◆ Questions:
(1) In the post about tapering for the Key West Half Marathon, write out the passage from "Tapering and Planning: Key" up to and including "of like it." again, substituting "my training partner" for "Anita" throughout.
(2) List every person the Key West Half Marathon tapering post mentions by first name.
(3) Continue the Key West Half Marathon tapering post from the point where it ends.

◆ Page excerpt:
=== Begin Enclosure ===

Tapering and Planning: Key West Half Marathon Less than Two Weeks Away

key-west-halfIt’s time to taper for the Key West Half Marathon after three dedicated months of sticking to a careful training plan worked out over a post-long run breakfast with Anita at the Campus HiFi Diner. I know some people get twitchy during tapering. But I kind of like it.

I’m really excited about this event. The Niagara Falls Women’s Half Marathon is a “destination” race for some. But since I’ve been going to Niagara Falls ever since I was a kid, it doesn’t have the same sense of destination and adventure, that same “bucket list” feeling, as Key West, which is truly something out of the way for me.

It’s by far the furthest I’ve ever traveled to participate in an event. And that makes it feel special–not to mention that Rebecca and Anita are coming down to Florida for it too. Whoa — talk about bursting with excitement!

As Sam said the other day when she was talking about the ways she and I are different from each other, I’m a planner. Like, a fairly careful planner. Not a shoot for the stars and be happy with the moon-type. If I’m going to end up on the moon, I want to have aimed for the moon in the first place. If the stars are out of reach, then I’d rather not try to get there. Whatever you think of that strategy (if “realistic expectations” are a strategy), it causes me less stress.

Part of the half marathon plan involves a taper. This is not some new invention, of course. Most experts suggest some sort of tapering off before a big event. The taper usually includes reduced mileage within two weeks of the big day, with the last very long run two weeks prior to the event. Anita and I worked that into our schedule.

New Year’s Day complicated that a bit for me since our original plan (with me doing my 22K and then meeting family at a restaurant on Fort Lauderdale Beach) fell aside when it became clear that January 1st was the only really good day to go sailing before my step-daughter and her partner had to leave. Since they hadn’t sailed on our new catamaran (Guinevere V) before, there was no contest between accommodating my long run and accommodating their opportunity to experience Guinevere V at sea.

So I’m pushing it a bit with my last long run scheduled for Wednesday morning at 6:30 a.m. But other than that, the taper is going as planned. I’ve gotten in some shorter runs in the 5K-10K range, including a little bit of speed work. I’m getting pretty good sleep even if my boat bed isn’t as comfortable as my home bed. As Renald likes to remind me, “sailor’s midnight” is around 8:30-9 p.m. So we’ve had some early nights (not quite that early, but let’s just say we said “happy new year” at around 10:30.

Okay, so I’ve got the running worked into the taper. And the sleeping. The next element of a good taper is refining your nutrition. There’s mixed opinion about what this involves. Rebecca expressed shock yesterday when I sent her a link to this article, which suggests that carb-loading before a half marathon isn’t necessarily supported by the latest research.

=== End Enclosure ===

◆ Extracted material:
=== Begin Enclosure ===

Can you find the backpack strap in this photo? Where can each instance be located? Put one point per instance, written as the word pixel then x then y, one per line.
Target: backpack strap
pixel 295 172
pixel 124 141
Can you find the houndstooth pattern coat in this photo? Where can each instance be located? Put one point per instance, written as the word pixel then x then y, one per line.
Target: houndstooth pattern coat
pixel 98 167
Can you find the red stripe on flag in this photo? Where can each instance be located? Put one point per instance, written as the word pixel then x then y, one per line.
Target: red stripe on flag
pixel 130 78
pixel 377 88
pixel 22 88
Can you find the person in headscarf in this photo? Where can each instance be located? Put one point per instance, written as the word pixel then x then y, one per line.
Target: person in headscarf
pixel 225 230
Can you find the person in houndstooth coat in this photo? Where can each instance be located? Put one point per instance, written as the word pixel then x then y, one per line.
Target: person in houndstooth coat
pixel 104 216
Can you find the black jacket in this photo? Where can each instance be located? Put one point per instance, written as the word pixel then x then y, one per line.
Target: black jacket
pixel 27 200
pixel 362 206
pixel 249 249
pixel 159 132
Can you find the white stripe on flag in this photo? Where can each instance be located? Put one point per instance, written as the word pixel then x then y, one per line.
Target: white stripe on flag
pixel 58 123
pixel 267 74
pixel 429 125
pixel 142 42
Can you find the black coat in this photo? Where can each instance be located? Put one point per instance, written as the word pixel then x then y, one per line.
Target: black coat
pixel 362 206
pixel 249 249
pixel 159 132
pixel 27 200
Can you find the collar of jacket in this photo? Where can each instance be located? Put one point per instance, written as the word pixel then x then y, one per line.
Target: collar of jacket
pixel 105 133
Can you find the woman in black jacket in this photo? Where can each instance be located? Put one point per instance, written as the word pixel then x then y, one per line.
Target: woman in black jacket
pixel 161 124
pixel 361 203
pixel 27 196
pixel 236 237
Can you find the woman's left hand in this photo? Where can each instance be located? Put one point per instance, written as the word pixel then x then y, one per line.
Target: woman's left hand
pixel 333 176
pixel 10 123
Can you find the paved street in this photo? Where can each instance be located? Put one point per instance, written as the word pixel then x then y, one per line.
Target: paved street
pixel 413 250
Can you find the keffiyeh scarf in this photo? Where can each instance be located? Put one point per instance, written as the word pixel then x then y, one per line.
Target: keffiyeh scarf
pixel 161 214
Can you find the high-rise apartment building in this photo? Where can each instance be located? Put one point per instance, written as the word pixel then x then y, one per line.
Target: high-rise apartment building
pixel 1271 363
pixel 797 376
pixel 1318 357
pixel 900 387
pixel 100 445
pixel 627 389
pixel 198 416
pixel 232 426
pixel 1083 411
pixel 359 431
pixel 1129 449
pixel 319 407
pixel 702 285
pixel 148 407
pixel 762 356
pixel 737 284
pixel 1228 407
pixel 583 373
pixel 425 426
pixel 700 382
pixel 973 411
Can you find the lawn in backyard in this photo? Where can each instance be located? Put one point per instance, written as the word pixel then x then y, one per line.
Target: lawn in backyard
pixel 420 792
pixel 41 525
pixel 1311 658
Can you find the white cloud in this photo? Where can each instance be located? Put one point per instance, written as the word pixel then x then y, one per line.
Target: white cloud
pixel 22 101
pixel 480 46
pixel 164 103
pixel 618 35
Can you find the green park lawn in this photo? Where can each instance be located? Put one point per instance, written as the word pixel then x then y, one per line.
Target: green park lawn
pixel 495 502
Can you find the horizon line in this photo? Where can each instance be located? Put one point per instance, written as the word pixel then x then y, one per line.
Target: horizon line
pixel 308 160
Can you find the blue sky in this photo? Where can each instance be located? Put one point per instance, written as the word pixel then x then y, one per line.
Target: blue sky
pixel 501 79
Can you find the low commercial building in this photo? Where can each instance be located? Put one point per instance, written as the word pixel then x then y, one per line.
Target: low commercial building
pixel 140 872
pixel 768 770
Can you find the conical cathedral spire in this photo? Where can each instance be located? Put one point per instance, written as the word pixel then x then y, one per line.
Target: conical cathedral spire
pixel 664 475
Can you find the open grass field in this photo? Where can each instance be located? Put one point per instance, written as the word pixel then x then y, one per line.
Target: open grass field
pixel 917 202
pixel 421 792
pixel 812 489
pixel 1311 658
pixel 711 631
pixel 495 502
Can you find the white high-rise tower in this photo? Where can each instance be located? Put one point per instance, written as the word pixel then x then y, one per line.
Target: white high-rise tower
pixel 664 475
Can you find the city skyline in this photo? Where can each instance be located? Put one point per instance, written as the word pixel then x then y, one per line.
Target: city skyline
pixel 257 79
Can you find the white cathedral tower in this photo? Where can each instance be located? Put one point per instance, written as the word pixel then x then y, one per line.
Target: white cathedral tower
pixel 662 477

=== End Enclosure ===

◆ Answers in order:
(1)
Tapering and Planning: Key West Half Marathon Less than Two Weeks Away

key-west-halfIt’s time to taper for the Key West Half Marathon after three dedicated months of sticking to a careful training plan worked out over a post-long run breakfast with my training partner at the Campus HiFi Diner. I know some people get twitchy during tapering. But I kind of like it.

(2) Anita, Rebecca, Sam, Renald

(3)
The main thing I’ve learned from reading around about nutrition is to stick with what works for you. As a vegan, despite that there are lots of good sources of vegan protein and I am not lacking in that department, my diet is probably more carb heavy than some. The received view is that if that’s what’s working for me, that’s what I should do. And as Rebecca says, regardless of the research, we are going to eat a pasta dinner with bread the night before the race. I like the advice in this article, which seems eminently sensible: experiment before race day. Don’t try anything new on race day.

I usually do oatmeal with soy milk and fruit, and a tea or coffee the morning of an event. I’m going to need to plan ahead for that since I don’t have my usual supplies here on the boat.

It’s also a good idea to know, sort of, what to expect during the event. I’ve learned the hard way about taking energy drinks or gels offered on the course when I’ve not tried those before. Hammer Heed, for example, is not something I can tolerate well after I’m already depleted. The Key West Half is going to be offering water and Ultima Replenisher at every station from the second one on. If I am smart, I’ll get my hands on some Ultima Replenisher before my long run on Wednesday so I can try it out.

We’ll get there on Saturday with plenty of time to kick back, pick up our race kits between noon and 6 p.m. at the Waterfront Brewery on William Street. At the same time we can scope out the start line, just a block away, at Caroline and Grinnell.

One bonus my research turned up that I wasn’t aware of before: live music and entertainment along the race course! I experienced this at my first half marathon, The Toronto Scotiabank Waterfront Half, and it gave me a real boost.

I feel good about my training. Anita and I have felt really good on our longer runs lately. No we’re not gunning for the sub-2:05 time that Rebecca is going for (she can do it! She is one badass athlete!), but we feel comfortable with our goal of finishing under 2:30 provided the heat and humidity do not force a change in that plan.

Anita has already been in touch about dinner plans (Italian!) the night before and brunch plans post-race. Rebecca and her partner are meeting up with us on Guinevere V on the Friday and we’re driving from Fort Lauderdale to Key West on Saturday morning so we be there for the 7 a.m. start on Sunday. It’s all shaping up to be quite the race weekend with good friends, fun times, and a reprieve from the Canadian winter.